→ PROVIDED INFORMATION:
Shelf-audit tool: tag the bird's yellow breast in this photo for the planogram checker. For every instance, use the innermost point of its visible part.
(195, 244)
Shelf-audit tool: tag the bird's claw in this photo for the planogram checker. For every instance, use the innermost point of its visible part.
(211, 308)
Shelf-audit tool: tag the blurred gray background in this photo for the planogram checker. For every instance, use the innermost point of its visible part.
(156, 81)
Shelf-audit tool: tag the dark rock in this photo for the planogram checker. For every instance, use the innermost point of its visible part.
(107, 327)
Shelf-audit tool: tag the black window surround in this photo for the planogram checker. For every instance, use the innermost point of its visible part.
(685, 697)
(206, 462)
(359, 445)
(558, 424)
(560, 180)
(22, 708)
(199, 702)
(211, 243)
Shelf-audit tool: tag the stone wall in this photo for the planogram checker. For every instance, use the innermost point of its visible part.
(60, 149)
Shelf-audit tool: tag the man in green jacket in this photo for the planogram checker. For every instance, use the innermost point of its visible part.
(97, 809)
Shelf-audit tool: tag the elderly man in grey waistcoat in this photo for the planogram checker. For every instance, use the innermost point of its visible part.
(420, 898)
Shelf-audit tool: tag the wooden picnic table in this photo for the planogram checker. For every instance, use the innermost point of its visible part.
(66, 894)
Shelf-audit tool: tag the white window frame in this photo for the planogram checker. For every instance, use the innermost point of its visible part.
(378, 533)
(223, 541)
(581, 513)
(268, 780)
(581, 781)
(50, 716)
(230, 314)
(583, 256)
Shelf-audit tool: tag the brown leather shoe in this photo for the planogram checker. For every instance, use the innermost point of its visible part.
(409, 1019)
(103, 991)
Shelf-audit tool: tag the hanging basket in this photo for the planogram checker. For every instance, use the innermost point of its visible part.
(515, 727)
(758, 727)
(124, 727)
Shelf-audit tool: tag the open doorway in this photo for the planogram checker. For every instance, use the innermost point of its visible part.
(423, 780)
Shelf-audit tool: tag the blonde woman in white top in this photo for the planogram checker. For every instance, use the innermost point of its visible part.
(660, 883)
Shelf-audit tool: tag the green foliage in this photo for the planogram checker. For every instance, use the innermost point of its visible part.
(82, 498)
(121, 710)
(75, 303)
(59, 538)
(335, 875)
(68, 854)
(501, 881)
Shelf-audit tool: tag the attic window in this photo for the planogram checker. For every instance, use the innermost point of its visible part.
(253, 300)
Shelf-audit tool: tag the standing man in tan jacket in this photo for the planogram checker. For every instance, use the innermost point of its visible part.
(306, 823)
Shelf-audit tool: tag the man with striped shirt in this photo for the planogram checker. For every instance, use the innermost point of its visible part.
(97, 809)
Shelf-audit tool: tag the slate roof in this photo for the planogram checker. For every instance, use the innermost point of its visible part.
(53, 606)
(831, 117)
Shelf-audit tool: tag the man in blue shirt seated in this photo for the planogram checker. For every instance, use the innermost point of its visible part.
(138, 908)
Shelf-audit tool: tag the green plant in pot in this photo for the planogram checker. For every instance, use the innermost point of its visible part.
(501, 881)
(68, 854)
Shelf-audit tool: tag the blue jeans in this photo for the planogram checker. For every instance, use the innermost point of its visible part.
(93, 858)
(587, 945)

→ THE TASK: All the entries above need to be reproduced exactly.

→ ANSWER TO THIS PROBLEM:
Shelf-audit tool: tag the bird's yellow breast in this photo for the planogram checker. For every instance, use the innermost point of its visible part.
(195, 244)
Shelf-audit tool: tag the bird's claw in this photo for the planogram checker. For every instance, use the innermost point of its visible part.
(211, 308)
Shelf-audit tool: tag the blurred gray background in this photo for the planogram checker. For every instance, use the innermost point of its visible part.
(156, 81)
Shelf-audit tool: tag the dark rock in this photo for the planogram checker. For every instance, use the innermost point of its visible part.
(107, 327)
Shelf-audit tool: tag the black window surround in this photo for the planogram checker. For every instance, use the innermost point of its visible part.
(685, 697)
(206, 462)
(359, 445)
(558, 424)
(560, 180)
(22, 708)
(199, 702)
(211, 243)
Shelf-audit tool: tag the stone wall in this photo for the planogram checker. For every instance, use the innermost point of its visible part.
(60, 149)
Shelf-audit tool: tag the man in green jacket in this photo for the planogram checker. For every instance, use the innermost point of its visible part.
(97, 809)
Shelf-audit tool: tag the elderly man in grey waistcoat in this photo for the planogram checker. For every instance, use the innermost point of its visible part.
(420, 898)
Shelf-audit tool: tag the wooden picnic table in this photo for the planogram checker. For every instance, use the innermost point of its visible part.
(66, 894)
Shelf-audit tool: tag the white window frame in this photo for the planogram checker. For every instance, use the innermost point of its visible part.
(378, 533)
(223, 541)
(581, 513)
(268, 780)
(581, 781)
(50, 716)
(230, 314)
(583, 256)
Shelf-audit tool: tag the brown leather shoe in this photo for the planogram checker. For every instance, use the innermost point of its visible part.
(409, 1019)
(103, 991)
Shelf-audit tool: tag the hanging basket in this photo for the planogram checker. For every instance, use the innermost point of its visible part.
(515, 727)
(758, 727)
(124, 727)
Shelf-audit tool: tag the open doorway in this photo for the planogram checker. For every instance, use the innermost point of its visible part.
(423, 780)
Shelf-audit tool: tag the blonde woman in white top in this photo for the planogram checker. For every instance, use the innermost point of its visible part.
(660, 883)
Shelf-audit tool: tag the green foliage in this photo for the planogram checker. For every instance, use the innermost point of its visible part.
(82, 498)
(121, 710)
(75, 303)
(59, 538)
(335, 875)
(68, 854)
(501, 881)
Shelf-audit tool: tag the attic window in this photo for the planogram checker. For every instance, use the innermost point of its visible part.
(253, 300)
Shelf-audit tool: tag the standing man in tan jacket in this photo for the planogram checker. For every instance, use the innermost point of its visible part.
(306, 823)
Shelf-audit tool: tag the man with striped shirt in this photo for the planogram checker. For every instance, use the innermost point of its visible part.
(97, 809)
Shelf-audit tool: tag the slate roof in this photo for the planogram checker. For every instance, use the innermost point of its visible part.
(53, 606)
(831, 117)
Shelf-audit tool: tag the man in blue shirt seated in this photo for the planogram checker. For every instance, use the innermost point of its visible part.
(138, 908)
Shelf-audit tool: tag the green plant in pot in this photo for the planogram checker. For every instance, use the innermost point of its visible part.
(501, 881)
(68, 854)
Shelf-audit tool: tag the blue jeans in this photo for the planogram checker. For every instance, use the innermost point of its visible part.
(93, 858)
(587, 945)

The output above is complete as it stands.